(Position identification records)
*-*-*
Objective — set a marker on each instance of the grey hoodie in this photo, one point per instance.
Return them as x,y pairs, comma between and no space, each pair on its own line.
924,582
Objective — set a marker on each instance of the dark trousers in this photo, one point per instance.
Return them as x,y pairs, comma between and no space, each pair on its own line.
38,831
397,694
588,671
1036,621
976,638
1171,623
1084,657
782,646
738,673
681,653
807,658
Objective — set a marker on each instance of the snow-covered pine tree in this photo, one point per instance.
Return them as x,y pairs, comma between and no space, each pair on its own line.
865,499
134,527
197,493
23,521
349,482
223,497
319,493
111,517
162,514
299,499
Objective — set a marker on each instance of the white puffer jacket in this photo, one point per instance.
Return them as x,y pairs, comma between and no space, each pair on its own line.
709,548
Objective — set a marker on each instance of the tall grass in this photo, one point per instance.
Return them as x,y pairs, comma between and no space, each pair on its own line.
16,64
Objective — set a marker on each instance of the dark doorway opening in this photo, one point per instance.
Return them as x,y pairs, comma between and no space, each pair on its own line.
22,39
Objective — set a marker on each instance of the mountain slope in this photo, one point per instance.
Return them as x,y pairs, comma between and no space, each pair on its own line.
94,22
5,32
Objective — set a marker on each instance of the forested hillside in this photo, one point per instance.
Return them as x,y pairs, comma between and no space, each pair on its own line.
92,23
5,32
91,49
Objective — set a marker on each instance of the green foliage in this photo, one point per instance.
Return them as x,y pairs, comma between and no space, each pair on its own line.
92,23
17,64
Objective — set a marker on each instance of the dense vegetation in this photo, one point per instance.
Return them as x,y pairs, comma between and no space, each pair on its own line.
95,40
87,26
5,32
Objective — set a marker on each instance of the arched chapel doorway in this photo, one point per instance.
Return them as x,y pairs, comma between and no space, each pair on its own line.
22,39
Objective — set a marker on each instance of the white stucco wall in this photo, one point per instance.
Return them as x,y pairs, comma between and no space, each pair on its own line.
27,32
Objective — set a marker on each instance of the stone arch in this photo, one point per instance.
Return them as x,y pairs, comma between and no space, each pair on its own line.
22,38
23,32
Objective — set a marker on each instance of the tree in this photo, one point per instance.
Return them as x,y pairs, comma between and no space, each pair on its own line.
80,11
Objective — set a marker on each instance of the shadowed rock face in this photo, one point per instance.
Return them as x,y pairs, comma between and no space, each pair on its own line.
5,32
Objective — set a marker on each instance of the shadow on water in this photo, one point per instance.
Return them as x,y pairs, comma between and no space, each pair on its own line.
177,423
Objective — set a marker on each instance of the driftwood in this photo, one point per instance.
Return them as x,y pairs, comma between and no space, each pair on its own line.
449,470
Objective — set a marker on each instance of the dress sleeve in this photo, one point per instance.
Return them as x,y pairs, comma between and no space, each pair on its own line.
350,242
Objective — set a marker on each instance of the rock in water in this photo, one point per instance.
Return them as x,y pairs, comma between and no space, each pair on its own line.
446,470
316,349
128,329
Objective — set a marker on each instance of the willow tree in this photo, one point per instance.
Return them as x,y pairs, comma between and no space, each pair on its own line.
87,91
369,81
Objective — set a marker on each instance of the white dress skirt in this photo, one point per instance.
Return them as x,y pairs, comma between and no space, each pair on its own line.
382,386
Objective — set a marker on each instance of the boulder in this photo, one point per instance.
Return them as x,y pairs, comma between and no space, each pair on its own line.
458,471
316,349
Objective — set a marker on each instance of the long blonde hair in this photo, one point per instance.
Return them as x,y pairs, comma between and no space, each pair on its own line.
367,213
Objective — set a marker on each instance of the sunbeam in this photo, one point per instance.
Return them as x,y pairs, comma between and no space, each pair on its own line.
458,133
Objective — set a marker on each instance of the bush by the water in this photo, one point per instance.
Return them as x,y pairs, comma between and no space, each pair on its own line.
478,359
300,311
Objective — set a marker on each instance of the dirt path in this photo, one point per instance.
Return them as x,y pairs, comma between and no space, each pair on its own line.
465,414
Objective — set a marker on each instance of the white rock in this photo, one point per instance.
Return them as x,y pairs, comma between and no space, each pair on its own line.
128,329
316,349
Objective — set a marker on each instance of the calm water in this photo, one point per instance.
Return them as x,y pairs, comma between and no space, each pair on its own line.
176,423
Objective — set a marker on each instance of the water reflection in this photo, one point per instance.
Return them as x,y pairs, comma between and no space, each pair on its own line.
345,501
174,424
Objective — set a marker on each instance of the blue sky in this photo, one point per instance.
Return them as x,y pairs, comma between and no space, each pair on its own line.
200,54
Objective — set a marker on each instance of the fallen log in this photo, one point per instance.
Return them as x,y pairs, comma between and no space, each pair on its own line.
*-*-*
- [Aim of the exercise]: Repeat all entries. Match them exactly.

- [Final answer]:
Objective — set a marker on each instance of the grey hoodie in this photo, one point per instance.
Return them as x,y pairs, comma between and no space, each pair on its own line.
924,582
Objective — set a marker on each instance of the dark trousers in this photo, one point per instance.
Return them as x,y pairs, comma between and no space, each pair on its own line.
38,831
397,694
588,671
1036,621
976,638
1171,623
1084,657
782,646
738,673
681,653
807,658
Objective — set a marker on each instance of the snow-covered pine tree in this photo, one point per instance.
Return them as x,y pairs, comma between and no space, each pair on its own line.
865,499
134,527
197,493
23,521
349,482
223,497
319,493
111,517
162,514
299,499
Objective — set a marker on each instance of the white puffer jacket in this photo, one point per instance.
Return them as x,y pairs, comma between and no space, each pair on its own line.
709,548
Objective — set a marker on each instance of the tall grass in this photo, one point per instance.
Return them as x,y pairs, comma between and no space, each pair on its own line.
16,64
Objective — set a marker on each instance of the dark doorway opening in this photo, one point per instance.
Return them as x,y pairs, comma between and no space, each pair on its own line.
22,39
Objective — set a marker on each instance of the mountain slope in this photo, one point per instance.
Return them as x,y pairs, comma between and no space, each pair on its own line.
94,22
5,32
Objective — set a marker on each instance of the forested hillside in this photo, one point per instance.
Return them as x,y pairs, comma between and no space, each pair on its own line.
92,23
5,32
91,49
Objective — set a marker on each instance of the green foliage in this photo, one point per instance.
Return them as x,y pairs, comma between and no space, each pair on its own line.
92,23
17,64
Objective — set a marker on each instance of the dense vegetation in this photo, one point per instance.
Return them as x,y pairs, comma between and no space, each pair on its own line.
95,40
87,26
5,32
Objective — set a marker on each instance of the arched chapel doorway in this photo, one point per instance.
Return them as x,y pairs, comma between and no space, each pair on its own line.
22,39
Objective — set a marker on each instance of the white stucco wall in this photo, one point per instance.
Return them as x,y pairs, comma between and no space, each pair on its own line.
27,32
Objective — set a marker on each instance of the stone arch in this photo, one point per instance.
Return them as x,y pairs, comma between and no space, each pair on its own line.
22,38
23,32
Objective — set a marker on each instance of the tree in this photo, one point per instance.
Return them as x,y pairs, comma between and no space, each pair on its own line.
80,11
Objective — set a marker on each instance of the shadowed rock face in this photo, one point per instance.
Return them as x,y pairs, comma between and no space, each pair on its own line.
5,32
Objective — set a marker on each instance of the shadow on water in this photo, one point per instance.
Return them as x,y pairs, comma between and no space, each pair on its own line.
177,423
Objective — set a marker on each instance of the driftwood in this photo, one point per instance.
Return them as x,y pairs, comma between and no space, each pair on its own line.
449,470
Objective — set a marker on each instance of the dress sleeve in this photo, one point per instance.
Return them as x,y pairs, comma between and no space, each pair on its own line.
350,242
Objective — set a marker on each instance of the rock in water in this photo, one point per instance.
Return them as x,y pairs, comma between and no space, each pair on its own line.
446,470
316,349
128,329
Objective — set a marker on each instance of the willow tree in this photo, one point per instance.
Return them as x,y pairs, comma between and no space, each pair on its own line.
87,91
369,81
Objective — set a marker on each instance of the white dress skirt in this photo, one point per instance.
Return them as x,y pairs, comma between and no space, each pair on its own line.
382,386
Objective — set a marker on each instance of the boulder in this photo, one point per instance.
Return them as x,y pairs, comma between and no space, each pair on its own line.
458,471
316,349
Objective — set a marker on each instance of the long blonde hair in this photo, one point per instance.
Return them as x,y pairs, comma between and no space, each pair on its own line.
367,213
Objective — set a marker on each instance of the sunbeam in this photo, one point per instance.
Return them as x,y pairs, comma between and no space, each pair on its own line.
458,133
Objective — set a marker on each instance of the bush by the water in this photo, one point per instance.
Return them as x,y pairs, comma between and no space, each pair on its own line.
478,359
300,311
Objective — set a marker on each instance of the dirt path in this photo, one point per instance.
Return them as x,y pairs, comma between and no space, each pair on its own line.
465,414
Objective — set a marker on each instance of the white rock in this photo, one point per instance.
Return them as x,y pairs, comma between and no space, each pair on its own line.
128,329
316,349
Objective — set a marker on each instance of the calm water in this photo, one point per instance.
Return them as x,y pairs, comma between and no space, each pair on its own line.
176,423
Objective — set a marker on each instance of the water reflection in this photo, one point per instance.
Return them as x,y pairs, comma between and no space, each pair on its own line.
345,501
174,424
Objective — set a marker on each instance of the blue sky in this photo, one point per instance.
Return them as x,y pairs, comma between and no space, each pair on its own line.
200,54
Objective — set a marker on each instance of the fallen log in this photo, one point per instance.
Return them as x,y pairs, comma between and no space, each pair on its own line.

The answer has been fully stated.